=== Quoted text ===

Stair Pressurization Fan Calculation
Estimate required supply airflow, pressure differential, fan static pressure, and motor power for a protected stairwell. This practical calculator combines leakage flow and open-door velocity criteria to support early-stage smoke control design.
Expert Guide to Stair Pressurization Fan Calculation
Stair pressurization fan calculation is one of the most important smoke control tasks in life safety design. A properly pressurized stairwell helps keep smoke out of the exit enclosure so occupants and firefighters can use the stairs during a fire event. The fan must provide enough airflow to overcome leakage from closed doors, wall cracks, and shaft imperfections, while also maintaining adequate air movement when one or more stair doors are open. If the airflow is too low, smoke can infiltrate the stair. If the airflow is too high, door opening forces may become excessive and interfere with safe egress. Because of this balance, stair pressurization is not just a fan selection exercise. It is a coordinated fire protection, mechanical, architectural, and commissioning problem.
At concept level, engineers usually estimate fan duty from two key conditions. First is the closed-door condition, where the stair enclosure must hold a pressure differential relative to adjacent spaces, commonly around 40 Pa to 60 Pa depending on the design basis and local code interpretation. Second is the open-door condition, where enough air velocity must pass through the doorway to oppose smoke migration. A practical preliminary calculation therefore combines leakage flow through the enclosure and make-up airflow through the expected open door or doors. The larger requirement normally governs fan sizing, but final compliance depends on the actual code path, relief strategy, and field balancing results.

===

**What to do**
1/ In the stair pressurization guide, what pressure differential is commonly held across the stair enclosure in the closed-door condition?
2/ Render this sentence from the stair pressurization guide in Spanish: "If the airflow is too low, smoke can infiltrate the stair."
3/ Reproduce the portion of the stair pressurization guide that opens with the words containing "Expert Guide to" and closes with "and commissioning problem.".
The listing after the stair pressurization guide has no connection to it.

=== Excerpted data ===

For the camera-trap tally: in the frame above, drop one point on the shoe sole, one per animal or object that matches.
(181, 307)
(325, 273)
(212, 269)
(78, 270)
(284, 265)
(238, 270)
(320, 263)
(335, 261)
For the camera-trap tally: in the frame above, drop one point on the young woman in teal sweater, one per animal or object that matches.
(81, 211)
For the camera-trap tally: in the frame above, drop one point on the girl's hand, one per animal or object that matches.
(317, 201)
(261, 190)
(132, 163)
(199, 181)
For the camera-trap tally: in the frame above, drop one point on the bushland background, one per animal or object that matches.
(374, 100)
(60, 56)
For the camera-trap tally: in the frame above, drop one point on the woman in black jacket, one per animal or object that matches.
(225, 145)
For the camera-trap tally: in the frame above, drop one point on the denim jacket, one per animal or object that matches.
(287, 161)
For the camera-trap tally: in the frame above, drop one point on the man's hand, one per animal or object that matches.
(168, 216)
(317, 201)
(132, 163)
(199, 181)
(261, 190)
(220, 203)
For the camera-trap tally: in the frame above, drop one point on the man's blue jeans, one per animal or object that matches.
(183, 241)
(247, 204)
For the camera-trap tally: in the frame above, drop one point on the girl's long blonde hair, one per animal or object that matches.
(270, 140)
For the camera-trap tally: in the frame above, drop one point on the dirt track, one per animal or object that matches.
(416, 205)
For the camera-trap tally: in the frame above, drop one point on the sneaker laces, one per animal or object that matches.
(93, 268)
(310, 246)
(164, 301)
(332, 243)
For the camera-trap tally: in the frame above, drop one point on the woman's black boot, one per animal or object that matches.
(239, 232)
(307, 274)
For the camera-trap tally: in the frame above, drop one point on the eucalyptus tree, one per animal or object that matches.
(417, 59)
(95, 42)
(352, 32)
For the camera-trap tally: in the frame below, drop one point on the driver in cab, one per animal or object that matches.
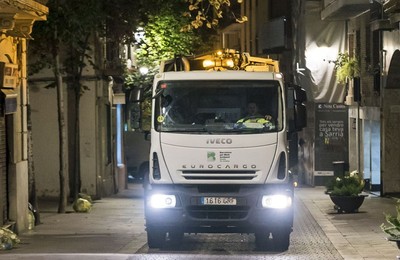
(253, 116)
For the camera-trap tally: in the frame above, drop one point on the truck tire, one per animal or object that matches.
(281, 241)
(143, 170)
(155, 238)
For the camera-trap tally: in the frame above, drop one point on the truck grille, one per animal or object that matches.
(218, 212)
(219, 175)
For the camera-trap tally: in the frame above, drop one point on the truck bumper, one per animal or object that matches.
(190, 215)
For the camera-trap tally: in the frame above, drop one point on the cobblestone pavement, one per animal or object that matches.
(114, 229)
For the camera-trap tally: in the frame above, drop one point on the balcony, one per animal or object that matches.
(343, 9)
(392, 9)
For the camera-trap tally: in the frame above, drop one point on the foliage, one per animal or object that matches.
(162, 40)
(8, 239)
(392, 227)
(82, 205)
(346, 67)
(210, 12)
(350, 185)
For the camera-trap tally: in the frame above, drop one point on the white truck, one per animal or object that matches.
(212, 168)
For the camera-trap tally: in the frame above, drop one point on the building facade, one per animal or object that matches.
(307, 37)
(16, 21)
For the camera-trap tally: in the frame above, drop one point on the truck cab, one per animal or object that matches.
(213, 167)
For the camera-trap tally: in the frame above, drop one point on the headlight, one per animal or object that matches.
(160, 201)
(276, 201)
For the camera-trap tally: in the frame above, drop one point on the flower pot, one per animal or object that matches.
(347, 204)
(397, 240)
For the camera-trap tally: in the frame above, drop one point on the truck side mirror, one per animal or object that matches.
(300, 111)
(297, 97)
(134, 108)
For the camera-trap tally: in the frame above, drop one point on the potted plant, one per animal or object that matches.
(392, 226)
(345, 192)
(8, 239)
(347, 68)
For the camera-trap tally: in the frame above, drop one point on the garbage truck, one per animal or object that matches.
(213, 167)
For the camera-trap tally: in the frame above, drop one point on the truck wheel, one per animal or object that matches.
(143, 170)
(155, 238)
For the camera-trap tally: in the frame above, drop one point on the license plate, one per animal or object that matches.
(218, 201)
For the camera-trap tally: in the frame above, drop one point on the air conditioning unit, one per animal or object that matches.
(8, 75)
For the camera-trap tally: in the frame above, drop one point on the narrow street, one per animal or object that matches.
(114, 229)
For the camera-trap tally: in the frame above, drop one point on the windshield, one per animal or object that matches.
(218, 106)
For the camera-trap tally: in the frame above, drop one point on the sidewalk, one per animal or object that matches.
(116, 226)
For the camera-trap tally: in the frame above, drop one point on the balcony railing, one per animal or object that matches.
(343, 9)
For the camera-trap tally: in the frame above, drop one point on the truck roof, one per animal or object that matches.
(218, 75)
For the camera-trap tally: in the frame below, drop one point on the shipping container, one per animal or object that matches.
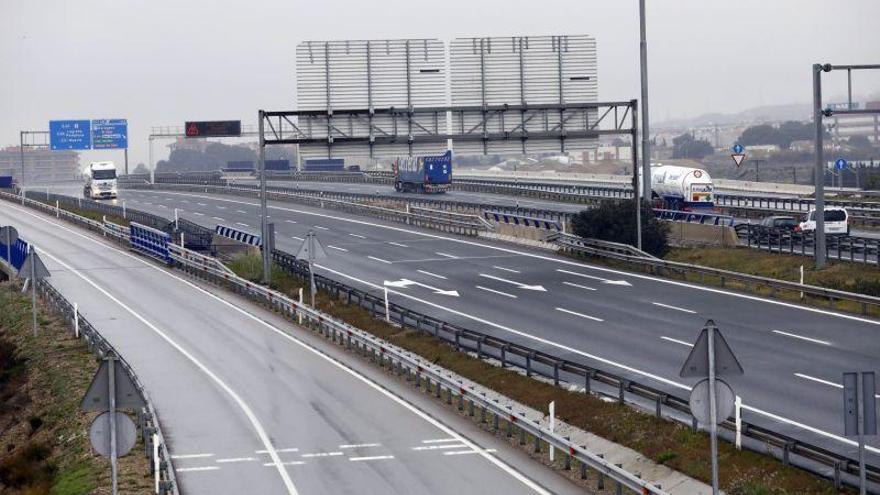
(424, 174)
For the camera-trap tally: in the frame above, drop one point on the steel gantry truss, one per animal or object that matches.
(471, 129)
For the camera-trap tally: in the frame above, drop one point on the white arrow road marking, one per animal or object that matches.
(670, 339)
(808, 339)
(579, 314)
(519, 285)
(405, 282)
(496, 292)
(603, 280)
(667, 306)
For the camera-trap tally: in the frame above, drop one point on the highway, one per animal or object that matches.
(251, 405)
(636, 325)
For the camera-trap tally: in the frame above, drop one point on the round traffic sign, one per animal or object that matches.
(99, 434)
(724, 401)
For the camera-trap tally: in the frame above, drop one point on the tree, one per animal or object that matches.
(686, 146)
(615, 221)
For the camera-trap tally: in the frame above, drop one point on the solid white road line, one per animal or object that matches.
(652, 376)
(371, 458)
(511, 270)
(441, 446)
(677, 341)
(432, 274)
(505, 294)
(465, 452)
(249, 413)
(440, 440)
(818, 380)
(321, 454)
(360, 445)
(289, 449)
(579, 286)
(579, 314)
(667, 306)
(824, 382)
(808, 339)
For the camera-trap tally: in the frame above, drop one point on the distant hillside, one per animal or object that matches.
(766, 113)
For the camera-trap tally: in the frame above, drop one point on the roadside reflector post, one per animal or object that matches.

===

**Answers below**
1/ Around 40 Pa to 60 Pa.

2/ Si el caudal de aire es demasiado bajo, el humo puede infiltrarse en la escalera.

3/
Expert Guide to Stair Pressurization Fan Calculation
Stair pressurization fan calculation is one of the most important smoke control tasks in life safety design. A properly pressurized stairwell helps keep smoke out of the exit enclosure so occupants and firefighters can use the stairs during a fire event. The fan must provide enough airflow to overcome leakage from closed doors, wall cracks, and shaft imperfections, while also maintaining adequate air movement when one or more stair doors are open. If the airflow is too low, smoke can infiltrate the stair. If the airflow is too high, door opening forces may become excessive and interfere with safe egress. Because of this balance, stair pressurization is not just a fan selection exercise. It is a coordinated fire protection, mechanical, architectural, and commissioning problem.